TO DO » Please copy out each line of the entries in which "suit" appears.
DATA EXTRACT Start Marker
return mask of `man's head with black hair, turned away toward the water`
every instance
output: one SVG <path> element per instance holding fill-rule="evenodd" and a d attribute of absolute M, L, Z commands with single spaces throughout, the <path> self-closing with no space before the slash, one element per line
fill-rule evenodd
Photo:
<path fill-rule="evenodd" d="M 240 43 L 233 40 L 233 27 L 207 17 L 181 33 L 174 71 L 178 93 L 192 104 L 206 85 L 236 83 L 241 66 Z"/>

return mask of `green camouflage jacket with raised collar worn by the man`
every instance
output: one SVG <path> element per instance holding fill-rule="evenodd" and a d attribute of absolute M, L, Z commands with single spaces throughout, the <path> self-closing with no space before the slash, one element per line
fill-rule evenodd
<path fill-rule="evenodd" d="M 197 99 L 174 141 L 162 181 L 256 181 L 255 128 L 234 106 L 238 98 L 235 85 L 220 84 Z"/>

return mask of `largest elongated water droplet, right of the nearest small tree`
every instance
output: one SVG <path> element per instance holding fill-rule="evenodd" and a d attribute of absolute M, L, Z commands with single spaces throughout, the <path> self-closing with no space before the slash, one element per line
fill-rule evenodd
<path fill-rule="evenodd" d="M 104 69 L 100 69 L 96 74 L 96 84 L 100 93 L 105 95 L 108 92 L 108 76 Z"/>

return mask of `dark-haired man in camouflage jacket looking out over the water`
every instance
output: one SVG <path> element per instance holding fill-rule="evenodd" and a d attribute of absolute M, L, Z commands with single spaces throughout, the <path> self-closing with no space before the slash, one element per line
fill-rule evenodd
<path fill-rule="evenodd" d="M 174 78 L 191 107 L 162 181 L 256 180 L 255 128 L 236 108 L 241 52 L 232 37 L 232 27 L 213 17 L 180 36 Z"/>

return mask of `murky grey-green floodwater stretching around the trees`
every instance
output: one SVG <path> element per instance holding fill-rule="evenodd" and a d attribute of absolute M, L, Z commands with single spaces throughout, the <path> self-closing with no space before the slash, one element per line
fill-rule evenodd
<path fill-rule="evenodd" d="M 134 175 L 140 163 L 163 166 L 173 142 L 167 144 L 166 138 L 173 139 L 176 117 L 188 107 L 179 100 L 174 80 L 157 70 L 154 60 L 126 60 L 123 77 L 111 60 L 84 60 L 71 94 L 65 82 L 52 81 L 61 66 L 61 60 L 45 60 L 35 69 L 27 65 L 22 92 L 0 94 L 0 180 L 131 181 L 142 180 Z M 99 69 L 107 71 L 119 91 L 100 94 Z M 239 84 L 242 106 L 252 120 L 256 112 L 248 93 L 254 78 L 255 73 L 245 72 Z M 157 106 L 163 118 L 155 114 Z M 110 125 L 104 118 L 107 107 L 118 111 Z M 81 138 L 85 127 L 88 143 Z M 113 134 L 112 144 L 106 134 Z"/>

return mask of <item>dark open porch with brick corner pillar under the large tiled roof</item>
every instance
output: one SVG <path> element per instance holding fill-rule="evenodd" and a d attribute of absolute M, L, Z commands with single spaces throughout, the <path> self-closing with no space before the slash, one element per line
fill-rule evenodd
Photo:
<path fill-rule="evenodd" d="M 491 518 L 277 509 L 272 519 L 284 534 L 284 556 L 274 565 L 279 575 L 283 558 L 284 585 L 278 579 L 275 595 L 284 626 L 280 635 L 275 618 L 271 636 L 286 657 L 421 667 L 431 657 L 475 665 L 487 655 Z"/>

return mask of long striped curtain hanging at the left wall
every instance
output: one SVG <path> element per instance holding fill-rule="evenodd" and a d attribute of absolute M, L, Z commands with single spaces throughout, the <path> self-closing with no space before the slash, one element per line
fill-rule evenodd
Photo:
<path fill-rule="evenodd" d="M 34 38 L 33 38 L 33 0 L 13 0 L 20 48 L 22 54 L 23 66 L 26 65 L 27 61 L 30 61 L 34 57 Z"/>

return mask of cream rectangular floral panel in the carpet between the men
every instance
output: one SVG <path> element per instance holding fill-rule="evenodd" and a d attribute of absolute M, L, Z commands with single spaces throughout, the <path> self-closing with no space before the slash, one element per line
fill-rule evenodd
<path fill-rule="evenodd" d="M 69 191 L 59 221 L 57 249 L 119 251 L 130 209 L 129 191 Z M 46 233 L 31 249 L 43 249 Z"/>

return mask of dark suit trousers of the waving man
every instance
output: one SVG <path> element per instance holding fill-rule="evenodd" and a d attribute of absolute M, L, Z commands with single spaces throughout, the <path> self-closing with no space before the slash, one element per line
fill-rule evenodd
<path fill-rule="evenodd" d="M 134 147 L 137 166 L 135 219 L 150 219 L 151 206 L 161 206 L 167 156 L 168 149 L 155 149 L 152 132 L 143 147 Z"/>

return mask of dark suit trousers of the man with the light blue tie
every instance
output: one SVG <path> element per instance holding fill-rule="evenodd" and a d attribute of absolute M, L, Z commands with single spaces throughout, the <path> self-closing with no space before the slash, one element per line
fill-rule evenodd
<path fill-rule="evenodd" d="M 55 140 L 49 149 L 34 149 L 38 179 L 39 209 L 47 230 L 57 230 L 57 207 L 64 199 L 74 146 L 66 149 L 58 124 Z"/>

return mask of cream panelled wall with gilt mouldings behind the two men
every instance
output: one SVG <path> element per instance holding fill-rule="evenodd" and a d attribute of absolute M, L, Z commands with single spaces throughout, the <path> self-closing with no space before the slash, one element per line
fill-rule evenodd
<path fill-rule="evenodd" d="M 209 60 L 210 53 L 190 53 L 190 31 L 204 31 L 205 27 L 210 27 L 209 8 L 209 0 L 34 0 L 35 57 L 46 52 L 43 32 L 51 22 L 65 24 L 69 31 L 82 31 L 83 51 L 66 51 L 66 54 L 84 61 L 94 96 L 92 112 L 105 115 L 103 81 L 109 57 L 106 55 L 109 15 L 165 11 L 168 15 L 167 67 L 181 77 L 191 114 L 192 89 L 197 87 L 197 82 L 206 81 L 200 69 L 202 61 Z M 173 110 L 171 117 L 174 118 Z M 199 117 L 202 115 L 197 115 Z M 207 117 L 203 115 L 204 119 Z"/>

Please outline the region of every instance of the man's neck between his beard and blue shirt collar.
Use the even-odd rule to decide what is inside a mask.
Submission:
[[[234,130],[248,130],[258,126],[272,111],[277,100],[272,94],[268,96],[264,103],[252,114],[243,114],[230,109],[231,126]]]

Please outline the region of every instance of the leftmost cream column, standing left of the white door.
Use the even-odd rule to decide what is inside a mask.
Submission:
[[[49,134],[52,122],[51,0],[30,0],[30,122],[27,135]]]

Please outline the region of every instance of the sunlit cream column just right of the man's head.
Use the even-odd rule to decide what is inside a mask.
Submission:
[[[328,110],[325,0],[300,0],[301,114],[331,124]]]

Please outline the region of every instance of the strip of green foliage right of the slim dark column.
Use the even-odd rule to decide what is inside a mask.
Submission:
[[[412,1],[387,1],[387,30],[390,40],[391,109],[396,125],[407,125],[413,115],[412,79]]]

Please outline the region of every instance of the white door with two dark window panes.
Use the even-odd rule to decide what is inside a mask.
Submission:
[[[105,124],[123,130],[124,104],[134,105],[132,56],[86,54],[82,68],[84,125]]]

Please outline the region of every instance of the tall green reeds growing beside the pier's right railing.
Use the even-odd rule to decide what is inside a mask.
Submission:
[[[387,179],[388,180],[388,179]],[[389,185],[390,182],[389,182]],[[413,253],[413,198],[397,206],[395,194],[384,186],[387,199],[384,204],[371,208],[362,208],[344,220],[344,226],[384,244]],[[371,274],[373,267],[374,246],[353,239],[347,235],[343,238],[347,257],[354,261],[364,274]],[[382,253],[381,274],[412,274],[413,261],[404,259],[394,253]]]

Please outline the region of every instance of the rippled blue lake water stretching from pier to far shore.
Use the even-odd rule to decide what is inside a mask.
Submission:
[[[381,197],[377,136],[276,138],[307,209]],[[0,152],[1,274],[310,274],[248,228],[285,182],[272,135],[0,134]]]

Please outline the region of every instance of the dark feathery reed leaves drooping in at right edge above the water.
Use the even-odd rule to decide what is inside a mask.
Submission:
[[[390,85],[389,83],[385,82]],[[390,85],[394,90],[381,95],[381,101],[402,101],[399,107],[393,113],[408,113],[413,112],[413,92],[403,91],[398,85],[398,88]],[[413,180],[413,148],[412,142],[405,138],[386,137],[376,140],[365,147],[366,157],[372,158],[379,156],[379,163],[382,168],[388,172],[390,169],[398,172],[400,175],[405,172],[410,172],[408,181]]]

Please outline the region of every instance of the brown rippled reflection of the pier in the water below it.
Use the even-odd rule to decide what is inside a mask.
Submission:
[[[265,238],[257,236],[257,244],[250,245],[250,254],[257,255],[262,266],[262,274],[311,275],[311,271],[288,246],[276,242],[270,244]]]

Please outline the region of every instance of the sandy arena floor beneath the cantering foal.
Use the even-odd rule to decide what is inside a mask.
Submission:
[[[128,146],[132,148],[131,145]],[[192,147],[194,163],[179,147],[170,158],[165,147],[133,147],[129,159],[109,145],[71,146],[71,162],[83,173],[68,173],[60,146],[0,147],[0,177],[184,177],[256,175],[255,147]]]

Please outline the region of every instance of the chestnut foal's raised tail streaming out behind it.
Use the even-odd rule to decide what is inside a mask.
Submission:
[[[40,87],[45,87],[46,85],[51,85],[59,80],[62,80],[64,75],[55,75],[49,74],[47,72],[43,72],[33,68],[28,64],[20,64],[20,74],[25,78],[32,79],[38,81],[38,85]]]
DATA EXTRACT End Marker
WRITTEN RESPONSE »
return mask of dark suit trousers of the waving man
return mask of dark suit trousers of the man with the light blue tie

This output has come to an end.